■ **The problem**
Return exactly the lines that run from the one containing "Pin the man's raised" to the end of the entries, with both ends included.

++++++

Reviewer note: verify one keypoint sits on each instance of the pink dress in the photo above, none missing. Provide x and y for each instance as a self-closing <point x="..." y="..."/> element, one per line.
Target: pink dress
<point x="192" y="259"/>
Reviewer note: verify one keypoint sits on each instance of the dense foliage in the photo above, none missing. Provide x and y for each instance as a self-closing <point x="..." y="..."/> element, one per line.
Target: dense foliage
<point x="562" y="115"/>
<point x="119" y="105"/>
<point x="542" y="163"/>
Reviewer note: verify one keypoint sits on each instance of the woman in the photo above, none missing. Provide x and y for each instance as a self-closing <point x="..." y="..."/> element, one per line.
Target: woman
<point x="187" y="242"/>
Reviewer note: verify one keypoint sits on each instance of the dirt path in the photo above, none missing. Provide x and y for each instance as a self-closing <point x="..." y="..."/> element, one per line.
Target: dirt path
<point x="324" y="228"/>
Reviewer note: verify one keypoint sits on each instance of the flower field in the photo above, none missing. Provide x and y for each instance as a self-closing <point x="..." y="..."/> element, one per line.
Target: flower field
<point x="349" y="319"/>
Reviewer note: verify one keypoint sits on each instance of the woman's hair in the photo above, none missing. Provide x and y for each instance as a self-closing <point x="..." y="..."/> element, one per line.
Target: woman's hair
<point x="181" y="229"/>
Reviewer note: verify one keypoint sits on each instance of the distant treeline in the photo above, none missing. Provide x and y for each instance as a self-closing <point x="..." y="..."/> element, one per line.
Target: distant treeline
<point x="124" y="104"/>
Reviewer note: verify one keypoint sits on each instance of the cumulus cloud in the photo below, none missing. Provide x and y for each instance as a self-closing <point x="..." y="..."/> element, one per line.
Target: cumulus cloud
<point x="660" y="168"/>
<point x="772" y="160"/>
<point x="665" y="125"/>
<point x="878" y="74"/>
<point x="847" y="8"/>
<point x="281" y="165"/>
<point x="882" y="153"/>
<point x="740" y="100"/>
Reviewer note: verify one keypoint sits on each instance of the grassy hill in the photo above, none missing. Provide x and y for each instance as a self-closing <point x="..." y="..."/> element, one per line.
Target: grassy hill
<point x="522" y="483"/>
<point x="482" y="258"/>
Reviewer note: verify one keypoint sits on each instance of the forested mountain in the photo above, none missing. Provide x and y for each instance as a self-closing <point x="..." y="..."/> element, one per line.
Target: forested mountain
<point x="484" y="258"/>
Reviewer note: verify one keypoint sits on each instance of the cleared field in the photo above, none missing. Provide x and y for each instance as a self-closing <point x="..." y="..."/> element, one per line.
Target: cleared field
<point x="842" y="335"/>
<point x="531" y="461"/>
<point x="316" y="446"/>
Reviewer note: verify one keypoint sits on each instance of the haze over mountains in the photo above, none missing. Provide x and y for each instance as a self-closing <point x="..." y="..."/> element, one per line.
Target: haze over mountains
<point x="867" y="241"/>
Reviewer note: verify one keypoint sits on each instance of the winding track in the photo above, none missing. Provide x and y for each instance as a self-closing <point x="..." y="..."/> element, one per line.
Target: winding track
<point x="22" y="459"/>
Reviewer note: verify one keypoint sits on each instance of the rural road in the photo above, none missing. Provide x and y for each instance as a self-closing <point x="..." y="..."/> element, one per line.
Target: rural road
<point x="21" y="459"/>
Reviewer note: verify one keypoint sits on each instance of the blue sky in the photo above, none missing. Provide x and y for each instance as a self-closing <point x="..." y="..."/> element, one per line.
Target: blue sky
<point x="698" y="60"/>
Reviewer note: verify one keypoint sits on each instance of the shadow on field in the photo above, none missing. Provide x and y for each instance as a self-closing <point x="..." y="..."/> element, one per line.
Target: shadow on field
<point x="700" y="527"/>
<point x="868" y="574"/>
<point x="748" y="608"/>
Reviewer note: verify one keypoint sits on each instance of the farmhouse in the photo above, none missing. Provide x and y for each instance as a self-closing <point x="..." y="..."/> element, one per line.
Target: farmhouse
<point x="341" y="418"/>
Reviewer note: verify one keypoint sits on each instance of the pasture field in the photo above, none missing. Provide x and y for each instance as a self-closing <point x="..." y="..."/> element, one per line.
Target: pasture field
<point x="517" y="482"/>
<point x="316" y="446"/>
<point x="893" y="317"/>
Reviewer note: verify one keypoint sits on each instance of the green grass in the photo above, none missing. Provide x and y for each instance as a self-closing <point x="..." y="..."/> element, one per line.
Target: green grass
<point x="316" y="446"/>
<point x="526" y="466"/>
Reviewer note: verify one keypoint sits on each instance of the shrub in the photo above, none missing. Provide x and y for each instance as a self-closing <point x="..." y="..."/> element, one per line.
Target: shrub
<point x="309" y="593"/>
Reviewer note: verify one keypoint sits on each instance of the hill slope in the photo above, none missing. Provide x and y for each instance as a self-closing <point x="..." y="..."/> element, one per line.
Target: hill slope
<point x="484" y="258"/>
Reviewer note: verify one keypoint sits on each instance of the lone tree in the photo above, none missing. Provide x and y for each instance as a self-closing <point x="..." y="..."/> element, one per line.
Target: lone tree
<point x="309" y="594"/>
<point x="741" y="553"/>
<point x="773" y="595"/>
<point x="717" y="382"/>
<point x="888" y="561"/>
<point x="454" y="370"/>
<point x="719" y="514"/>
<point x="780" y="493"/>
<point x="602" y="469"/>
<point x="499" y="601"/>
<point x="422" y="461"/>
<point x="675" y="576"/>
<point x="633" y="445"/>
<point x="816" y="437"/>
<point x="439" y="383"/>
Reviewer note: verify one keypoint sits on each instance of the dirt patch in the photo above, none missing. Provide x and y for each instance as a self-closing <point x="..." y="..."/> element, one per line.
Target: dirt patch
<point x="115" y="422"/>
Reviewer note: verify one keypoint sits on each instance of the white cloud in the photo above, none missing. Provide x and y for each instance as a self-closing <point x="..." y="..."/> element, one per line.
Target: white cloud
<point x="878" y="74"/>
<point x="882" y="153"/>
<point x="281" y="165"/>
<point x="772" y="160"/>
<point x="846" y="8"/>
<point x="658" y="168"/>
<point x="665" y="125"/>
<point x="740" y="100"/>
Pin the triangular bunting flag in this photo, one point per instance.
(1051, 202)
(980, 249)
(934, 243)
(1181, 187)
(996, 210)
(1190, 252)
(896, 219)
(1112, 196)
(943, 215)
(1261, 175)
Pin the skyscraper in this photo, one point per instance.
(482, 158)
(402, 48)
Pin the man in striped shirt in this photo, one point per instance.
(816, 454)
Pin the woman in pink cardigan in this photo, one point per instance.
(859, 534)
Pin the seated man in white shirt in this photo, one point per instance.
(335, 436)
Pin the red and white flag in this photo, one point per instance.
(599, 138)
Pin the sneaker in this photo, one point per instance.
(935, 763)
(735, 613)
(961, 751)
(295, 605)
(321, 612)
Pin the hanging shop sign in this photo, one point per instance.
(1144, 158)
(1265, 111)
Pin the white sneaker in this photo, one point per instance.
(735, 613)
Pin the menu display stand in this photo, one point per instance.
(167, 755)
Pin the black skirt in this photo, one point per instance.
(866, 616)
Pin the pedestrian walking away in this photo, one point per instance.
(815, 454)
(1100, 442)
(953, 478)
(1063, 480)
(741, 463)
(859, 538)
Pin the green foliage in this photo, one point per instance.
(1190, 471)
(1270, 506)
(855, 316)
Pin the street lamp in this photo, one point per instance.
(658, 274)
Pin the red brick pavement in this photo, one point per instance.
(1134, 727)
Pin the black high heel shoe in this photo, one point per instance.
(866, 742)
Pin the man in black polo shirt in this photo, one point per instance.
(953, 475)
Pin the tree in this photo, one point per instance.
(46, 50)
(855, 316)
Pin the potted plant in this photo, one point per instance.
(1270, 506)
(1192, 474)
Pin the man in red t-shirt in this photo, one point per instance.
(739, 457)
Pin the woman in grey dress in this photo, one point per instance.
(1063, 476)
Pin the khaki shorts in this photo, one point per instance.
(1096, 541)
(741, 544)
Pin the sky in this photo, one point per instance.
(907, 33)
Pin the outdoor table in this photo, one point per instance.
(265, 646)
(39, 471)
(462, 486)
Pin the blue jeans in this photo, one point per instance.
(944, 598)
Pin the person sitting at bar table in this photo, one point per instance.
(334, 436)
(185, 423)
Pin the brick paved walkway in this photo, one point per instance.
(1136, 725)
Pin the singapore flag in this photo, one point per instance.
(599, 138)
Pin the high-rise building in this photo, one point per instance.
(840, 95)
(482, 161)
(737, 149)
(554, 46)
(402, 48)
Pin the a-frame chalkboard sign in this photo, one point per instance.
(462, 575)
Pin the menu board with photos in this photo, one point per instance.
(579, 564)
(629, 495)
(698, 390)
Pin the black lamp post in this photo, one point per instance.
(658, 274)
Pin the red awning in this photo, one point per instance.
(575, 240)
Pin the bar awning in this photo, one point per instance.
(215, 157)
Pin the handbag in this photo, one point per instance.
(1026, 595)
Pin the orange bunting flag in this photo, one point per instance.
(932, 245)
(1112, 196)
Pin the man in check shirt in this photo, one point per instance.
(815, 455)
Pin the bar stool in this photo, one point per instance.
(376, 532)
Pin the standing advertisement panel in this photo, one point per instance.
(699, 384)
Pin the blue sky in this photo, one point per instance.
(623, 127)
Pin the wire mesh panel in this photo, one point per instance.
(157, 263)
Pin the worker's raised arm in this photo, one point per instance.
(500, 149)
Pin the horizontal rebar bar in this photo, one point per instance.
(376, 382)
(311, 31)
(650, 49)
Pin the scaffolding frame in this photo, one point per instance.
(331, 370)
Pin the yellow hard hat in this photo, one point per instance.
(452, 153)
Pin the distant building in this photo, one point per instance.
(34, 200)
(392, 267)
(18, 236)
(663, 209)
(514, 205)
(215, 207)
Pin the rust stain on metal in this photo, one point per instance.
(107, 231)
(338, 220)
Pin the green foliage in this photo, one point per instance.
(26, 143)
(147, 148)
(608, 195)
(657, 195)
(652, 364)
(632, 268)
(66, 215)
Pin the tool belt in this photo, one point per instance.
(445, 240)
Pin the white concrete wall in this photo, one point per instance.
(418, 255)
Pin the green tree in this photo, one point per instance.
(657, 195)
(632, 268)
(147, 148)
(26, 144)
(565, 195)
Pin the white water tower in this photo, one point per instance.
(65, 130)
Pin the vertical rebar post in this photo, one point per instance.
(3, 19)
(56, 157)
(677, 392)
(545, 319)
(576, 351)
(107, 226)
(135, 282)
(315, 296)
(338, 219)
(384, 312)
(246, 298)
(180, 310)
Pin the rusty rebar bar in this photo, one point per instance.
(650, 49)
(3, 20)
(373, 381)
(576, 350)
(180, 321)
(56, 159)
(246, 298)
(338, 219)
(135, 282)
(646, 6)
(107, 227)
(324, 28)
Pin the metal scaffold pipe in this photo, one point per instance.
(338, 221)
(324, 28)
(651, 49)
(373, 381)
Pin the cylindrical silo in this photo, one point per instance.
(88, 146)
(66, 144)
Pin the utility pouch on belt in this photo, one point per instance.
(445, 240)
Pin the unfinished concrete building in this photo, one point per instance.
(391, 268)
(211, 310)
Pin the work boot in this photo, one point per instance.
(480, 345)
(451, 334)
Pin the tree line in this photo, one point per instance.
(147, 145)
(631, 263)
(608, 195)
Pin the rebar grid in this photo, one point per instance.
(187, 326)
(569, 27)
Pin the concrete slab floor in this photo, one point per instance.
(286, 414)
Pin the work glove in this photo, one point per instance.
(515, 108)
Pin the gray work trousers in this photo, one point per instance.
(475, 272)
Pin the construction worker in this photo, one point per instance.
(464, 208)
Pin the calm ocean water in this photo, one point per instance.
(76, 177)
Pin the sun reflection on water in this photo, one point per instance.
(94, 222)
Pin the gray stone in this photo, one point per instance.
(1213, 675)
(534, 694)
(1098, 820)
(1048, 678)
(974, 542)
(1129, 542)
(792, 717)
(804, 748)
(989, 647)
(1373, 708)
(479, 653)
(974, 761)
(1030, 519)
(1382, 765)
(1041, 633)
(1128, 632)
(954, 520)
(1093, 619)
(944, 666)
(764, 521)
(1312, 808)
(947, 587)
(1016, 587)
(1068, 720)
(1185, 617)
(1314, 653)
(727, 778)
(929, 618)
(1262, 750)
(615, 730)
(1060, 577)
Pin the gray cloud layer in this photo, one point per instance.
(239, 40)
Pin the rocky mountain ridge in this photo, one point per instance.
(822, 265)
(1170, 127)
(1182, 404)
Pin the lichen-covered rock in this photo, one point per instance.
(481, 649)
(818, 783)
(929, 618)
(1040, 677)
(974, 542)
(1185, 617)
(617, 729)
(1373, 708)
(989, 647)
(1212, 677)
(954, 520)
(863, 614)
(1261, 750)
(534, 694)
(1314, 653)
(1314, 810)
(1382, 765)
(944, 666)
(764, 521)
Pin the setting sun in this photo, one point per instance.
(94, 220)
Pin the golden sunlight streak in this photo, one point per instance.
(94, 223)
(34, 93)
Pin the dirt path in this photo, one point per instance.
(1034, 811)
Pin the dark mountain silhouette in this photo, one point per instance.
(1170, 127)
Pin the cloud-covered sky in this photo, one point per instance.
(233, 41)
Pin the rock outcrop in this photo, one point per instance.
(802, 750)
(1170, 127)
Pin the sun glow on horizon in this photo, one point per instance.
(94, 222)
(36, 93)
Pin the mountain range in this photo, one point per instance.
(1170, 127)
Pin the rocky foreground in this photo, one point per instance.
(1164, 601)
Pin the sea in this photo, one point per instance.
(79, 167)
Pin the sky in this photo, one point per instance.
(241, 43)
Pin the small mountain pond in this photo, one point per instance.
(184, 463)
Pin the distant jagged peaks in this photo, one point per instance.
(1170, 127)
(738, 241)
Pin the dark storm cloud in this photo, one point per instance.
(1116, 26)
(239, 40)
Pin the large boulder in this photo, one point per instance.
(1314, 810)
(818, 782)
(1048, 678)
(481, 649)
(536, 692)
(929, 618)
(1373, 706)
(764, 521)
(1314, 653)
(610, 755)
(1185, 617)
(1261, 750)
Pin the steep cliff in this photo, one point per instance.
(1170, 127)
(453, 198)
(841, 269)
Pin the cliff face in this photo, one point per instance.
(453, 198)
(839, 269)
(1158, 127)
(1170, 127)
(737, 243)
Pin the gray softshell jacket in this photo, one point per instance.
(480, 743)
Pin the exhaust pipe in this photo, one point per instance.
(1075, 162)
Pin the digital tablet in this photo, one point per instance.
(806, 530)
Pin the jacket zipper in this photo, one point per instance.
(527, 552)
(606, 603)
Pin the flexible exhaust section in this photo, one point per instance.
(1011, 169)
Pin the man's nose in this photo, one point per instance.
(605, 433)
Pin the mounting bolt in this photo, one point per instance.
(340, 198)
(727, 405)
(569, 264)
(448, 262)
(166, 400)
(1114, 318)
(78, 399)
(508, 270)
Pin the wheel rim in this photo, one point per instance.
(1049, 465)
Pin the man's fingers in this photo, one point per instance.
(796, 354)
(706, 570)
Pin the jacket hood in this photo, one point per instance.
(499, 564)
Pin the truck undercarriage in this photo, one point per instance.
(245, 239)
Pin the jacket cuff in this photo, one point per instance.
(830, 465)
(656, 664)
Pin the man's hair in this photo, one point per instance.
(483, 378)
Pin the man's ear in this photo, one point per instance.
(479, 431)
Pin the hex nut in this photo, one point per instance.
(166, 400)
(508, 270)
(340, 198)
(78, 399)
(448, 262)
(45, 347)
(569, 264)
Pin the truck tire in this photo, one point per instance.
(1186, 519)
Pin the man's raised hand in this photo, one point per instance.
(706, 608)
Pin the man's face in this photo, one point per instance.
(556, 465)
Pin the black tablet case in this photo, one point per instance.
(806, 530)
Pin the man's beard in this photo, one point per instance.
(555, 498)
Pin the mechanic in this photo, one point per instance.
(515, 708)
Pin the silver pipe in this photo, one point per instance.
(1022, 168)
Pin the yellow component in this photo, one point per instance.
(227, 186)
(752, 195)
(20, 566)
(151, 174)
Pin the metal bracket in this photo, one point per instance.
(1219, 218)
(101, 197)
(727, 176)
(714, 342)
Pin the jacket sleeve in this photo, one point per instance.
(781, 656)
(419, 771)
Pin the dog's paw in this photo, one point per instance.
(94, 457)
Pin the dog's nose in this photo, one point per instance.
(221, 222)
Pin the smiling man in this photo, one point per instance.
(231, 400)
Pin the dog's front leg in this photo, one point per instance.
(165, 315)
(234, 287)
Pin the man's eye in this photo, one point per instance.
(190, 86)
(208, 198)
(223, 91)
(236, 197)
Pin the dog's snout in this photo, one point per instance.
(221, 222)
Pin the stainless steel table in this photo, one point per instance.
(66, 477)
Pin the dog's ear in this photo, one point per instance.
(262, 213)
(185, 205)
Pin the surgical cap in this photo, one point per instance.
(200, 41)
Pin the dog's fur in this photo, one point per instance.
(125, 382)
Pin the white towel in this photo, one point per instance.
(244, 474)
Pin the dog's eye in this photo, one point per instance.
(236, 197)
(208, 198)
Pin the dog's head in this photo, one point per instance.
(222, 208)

++++++

■ **The reply**
Pin the man's raised hand in this photo, one point per instance.
(706, 608)
Pin the man's face in this photo, one point per instance.
(556, 465)
Pin the black tablet case in this photo, one point per instance.
(806, 530)
Pin the man's beard in this photo, one point per instance.
(555, 498)
Pin the mechanic in this photo, one point per instance.
(515, 708)
Pin the silver pipe in this photo, one point per instance.
(1022, 168)
Pin the yellow component in this photo, one point per instance.
(227, 186)
(752, 195)
(20, 566)
(151, 174)
Pin the metal bracket in this photo, one point per instance.
(1219, 218)
(101, 197)
(727, 176)
(714, 342)
Pin the jacket sleeve in this photo, one point per instance.
(781, 656)
(419, 771)
Pin the dog's paw in this photo, one point per instance.
(94, 457)
Pin the dog's nose in this photo, one point per instance.
(221, 222)
Pin the smiling man in this photo, one point per instance.
(231, 400)
Pin the dog's front leg in this photo, one point per instance.
(165, 315)
(234, 287)
Pin the man's eye in this photo, one point per instance.
(190, 86)
(208, 198)
(223, 91)
(236, 197)
Pin the dog's snout in this photo, one point per instance.
(221, 222)
Pin the stainless steel table in this photo, one point per instance.
(66, 477)
Pin the dog's ear in this photo, one point per instance.
(262, 213)
(185, 205)
Pin the surgical cap in this photo, one point per instance.
(200, 41)
Pin the dog's fur in this photo, one point per instance.
(125, 382)
Pin the white towel in this photo, one point per instance.
(244, 474)
Pin the dog's eye in this photo, one point per instance.
(236, 197)
(208, 198)
Pin the dog's head in this photo, one point per instance.
(222, 208)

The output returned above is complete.